GIVEN EXERCISE
Rewrite the material from the line with "target: **blue sky**" up to and including the line with "256 104 L 255", replacing "every instance" with "each instance" and leaving everything else unchanged. Omit the pictures from your answer.
<<<<
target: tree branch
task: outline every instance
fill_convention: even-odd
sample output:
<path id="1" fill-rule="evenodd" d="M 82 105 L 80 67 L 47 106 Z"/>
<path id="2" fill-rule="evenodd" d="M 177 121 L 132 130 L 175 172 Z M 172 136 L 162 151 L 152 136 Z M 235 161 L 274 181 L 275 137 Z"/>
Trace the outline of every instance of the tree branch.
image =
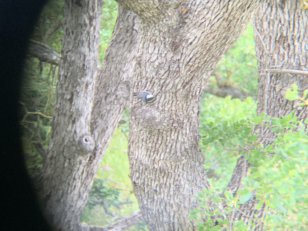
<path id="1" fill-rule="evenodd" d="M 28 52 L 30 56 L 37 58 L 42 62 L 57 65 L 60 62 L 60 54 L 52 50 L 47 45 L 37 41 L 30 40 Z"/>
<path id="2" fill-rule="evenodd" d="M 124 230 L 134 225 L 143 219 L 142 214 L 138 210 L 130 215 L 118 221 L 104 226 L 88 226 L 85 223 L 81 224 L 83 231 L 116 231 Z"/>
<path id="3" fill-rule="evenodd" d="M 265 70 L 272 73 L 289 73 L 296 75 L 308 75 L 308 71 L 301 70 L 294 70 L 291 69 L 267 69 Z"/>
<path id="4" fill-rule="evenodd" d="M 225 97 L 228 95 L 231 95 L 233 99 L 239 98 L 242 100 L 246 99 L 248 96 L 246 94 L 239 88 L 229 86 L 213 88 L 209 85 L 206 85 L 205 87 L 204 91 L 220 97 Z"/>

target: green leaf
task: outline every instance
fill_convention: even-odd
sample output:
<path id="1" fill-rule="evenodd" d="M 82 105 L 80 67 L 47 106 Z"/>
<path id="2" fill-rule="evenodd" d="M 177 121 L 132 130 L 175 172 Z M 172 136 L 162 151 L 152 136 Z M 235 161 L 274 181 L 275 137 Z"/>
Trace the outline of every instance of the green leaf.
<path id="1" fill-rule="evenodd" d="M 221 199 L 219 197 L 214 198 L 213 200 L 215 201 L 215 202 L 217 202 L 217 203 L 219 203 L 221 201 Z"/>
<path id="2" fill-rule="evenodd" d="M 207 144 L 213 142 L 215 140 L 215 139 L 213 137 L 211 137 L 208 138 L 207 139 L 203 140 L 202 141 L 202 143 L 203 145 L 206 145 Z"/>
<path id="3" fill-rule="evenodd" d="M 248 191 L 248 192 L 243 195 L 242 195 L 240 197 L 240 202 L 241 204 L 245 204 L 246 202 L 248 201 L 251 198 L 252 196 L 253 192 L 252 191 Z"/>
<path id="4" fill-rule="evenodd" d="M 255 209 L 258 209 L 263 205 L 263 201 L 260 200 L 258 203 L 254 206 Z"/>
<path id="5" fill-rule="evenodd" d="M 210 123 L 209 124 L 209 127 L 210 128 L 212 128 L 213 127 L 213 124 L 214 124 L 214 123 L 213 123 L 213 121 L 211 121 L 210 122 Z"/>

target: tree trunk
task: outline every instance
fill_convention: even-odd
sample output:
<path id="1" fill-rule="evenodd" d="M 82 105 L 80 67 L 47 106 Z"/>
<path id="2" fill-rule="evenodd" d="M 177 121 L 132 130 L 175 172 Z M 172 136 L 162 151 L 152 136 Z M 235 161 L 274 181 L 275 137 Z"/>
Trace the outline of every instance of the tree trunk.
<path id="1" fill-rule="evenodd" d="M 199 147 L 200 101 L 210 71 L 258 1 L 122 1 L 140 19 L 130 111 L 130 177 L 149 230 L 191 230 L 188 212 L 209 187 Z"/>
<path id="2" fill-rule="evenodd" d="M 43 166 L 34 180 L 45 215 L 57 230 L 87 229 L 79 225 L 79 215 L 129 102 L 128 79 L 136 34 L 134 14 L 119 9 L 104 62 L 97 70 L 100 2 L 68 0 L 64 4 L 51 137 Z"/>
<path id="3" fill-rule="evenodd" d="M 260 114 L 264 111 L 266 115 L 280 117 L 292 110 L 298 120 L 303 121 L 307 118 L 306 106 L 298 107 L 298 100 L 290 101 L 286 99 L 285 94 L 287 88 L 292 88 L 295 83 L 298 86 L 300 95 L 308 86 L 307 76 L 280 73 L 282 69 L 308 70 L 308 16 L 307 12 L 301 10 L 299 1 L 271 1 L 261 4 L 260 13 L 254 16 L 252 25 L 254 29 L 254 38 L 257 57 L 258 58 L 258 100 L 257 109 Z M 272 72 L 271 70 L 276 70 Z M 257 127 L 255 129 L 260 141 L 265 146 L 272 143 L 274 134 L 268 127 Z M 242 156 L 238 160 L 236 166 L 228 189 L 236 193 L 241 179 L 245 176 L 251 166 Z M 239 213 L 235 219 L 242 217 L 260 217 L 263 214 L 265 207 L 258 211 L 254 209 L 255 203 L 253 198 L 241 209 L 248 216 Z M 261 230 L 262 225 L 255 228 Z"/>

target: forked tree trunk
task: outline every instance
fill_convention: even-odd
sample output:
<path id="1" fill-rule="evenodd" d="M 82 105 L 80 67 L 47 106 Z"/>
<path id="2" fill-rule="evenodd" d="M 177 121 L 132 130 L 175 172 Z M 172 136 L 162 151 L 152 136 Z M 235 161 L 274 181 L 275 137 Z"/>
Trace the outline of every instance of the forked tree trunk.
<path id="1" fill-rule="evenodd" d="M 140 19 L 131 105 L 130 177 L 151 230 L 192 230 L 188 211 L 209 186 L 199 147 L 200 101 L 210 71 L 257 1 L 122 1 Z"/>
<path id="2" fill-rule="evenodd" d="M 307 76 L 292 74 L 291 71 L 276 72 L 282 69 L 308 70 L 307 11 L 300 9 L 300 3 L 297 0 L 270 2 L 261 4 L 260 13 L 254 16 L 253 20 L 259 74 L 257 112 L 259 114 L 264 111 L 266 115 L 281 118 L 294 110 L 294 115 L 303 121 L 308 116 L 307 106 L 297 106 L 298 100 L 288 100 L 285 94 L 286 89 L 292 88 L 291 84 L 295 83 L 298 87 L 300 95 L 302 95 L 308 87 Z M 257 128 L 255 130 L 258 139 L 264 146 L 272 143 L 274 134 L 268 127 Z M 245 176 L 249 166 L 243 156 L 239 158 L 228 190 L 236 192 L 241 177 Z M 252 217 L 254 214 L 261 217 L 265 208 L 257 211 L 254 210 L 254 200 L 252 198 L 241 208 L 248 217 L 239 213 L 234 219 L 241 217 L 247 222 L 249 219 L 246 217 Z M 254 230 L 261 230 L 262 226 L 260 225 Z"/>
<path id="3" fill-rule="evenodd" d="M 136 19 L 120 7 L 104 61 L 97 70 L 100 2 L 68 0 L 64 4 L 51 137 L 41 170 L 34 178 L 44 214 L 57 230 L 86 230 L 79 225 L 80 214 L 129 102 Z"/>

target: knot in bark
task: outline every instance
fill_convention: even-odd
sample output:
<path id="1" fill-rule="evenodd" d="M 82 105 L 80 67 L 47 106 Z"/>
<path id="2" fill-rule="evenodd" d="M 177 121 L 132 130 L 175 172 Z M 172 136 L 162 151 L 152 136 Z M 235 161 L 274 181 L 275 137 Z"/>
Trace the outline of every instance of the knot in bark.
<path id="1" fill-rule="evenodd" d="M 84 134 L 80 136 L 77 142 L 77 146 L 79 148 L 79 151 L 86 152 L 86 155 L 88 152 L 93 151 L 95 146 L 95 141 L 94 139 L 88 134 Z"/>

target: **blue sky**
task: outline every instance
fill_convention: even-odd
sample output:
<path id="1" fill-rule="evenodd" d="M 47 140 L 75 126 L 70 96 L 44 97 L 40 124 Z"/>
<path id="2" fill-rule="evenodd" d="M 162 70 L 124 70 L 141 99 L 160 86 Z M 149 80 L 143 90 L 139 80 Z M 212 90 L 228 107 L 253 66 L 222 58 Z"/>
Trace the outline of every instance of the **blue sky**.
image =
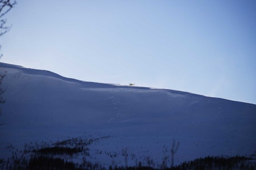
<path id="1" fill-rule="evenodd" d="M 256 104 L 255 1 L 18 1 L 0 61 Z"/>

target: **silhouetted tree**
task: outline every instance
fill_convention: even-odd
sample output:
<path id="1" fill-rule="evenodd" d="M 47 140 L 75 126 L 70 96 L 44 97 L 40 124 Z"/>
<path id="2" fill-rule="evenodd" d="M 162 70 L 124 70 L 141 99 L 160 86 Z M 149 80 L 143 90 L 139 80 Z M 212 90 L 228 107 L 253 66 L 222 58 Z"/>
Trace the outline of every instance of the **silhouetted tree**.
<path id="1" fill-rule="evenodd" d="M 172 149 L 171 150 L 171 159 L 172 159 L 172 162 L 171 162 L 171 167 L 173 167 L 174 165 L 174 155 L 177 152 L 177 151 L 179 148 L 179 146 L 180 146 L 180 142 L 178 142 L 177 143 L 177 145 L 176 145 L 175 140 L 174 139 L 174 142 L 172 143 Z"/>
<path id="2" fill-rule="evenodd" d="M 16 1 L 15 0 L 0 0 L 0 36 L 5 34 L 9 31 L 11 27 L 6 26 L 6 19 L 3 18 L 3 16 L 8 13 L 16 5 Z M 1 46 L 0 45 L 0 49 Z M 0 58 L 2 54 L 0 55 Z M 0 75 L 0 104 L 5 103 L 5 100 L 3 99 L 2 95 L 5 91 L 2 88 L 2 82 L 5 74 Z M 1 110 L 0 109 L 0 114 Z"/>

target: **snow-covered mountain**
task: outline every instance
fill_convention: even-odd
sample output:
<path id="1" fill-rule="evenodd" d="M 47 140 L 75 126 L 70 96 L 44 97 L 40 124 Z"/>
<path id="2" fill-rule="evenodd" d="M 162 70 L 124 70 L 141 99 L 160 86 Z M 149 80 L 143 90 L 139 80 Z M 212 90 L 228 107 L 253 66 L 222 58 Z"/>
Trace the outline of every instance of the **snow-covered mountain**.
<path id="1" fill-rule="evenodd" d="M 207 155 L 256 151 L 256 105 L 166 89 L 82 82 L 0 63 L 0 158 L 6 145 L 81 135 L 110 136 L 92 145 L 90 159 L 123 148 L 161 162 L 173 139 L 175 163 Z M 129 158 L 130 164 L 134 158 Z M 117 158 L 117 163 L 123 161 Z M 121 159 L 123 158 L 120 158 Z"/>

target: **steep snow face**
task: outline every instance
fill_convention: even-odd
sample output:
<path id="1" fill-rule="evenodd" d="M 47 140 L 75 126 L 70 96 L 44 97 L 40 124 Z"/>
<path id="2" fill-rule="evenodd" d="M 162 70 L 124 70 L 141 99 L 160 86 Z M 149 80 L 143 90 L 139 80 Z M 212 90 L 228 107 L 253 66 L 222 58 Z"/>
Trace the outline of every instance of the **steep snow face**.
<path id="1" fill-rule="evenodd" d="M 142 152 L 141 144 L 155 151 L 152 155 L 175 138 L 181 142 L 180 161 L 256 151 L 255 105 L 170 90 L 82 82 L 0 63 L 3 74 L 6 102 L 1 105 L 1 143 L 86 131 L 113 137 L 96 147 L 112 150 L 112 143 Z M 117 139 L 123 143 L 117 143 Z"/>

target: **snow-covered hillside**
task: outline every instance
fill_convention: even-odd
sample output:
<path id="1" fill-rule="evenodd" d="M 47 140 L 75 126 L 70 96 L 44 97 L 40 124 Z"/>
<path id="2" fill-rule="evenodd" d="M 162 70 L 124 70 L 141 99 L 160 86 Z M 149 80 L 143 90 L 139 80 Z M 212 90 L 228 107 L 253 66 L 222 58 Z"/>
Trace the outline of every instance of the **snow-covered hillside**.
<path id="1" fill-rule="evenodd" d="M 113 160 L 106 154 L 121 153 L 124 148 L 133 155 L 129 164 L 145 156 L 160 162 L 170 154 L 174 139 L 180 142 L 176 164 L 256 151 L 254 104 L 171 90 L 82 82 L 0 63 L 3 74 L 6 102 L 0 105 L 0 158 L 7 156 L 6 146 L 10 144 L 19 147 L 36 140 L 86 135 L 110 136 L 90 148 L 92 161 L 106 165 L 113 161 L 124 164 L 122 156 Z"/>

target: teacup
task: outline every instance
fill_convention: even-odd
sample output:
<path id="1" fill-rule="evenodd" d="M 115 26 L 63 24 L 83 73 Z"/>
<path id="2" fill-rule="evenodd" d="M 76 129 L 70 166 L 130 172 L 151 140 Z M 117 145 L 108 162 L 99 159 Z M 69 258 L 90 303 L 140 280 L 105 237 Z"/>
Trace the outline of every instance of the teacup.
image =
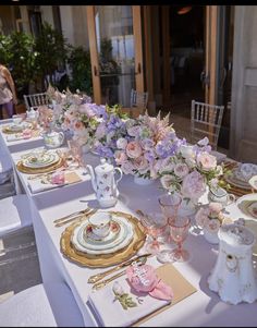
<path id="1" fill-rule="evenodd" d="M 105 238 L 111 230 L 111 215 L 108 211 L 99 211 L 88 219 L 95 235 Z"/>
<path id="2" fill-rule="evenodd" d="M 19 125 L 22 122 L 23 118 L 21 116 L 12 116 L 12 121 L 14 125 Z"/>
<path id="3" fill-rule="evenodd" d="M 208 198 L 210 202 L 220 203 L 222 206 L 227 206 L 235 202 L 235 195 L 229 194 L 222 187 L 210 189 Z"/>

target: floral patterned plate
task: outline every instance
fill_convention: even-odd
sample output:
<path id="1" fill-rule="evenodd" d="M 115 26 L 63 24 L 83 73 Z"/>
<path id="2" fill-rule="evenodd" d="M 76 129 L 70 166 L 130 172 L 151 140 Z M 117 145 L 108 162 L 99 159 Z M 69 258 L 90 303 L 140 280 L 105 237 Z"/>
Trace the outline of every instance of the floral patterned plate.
>>>>
REPLY
target: **blue sky**
task: outline each instance
fill_convention: even-odd
sample output:
<path id="1" fill-rule="evenodd" d="M 47 140 L 75 126 L 70 96 L 44 97 L 40 124 Z"/>
<path id="2" fill-rule="evenodd" d="M 162 70 L 124 70 L 141 99 L 160 86 Z M 149 80 L 143 90 L 139 80 Z M 212 90 L 228 107 L 253 66 L 222 58 Z"/>
Trace the outline of each instance of the **blue sky**.
image =
<path id="1" fill-rule="evenodd" d="M 256 104 L 255 1 L 18 1 L 0 61 Z"/>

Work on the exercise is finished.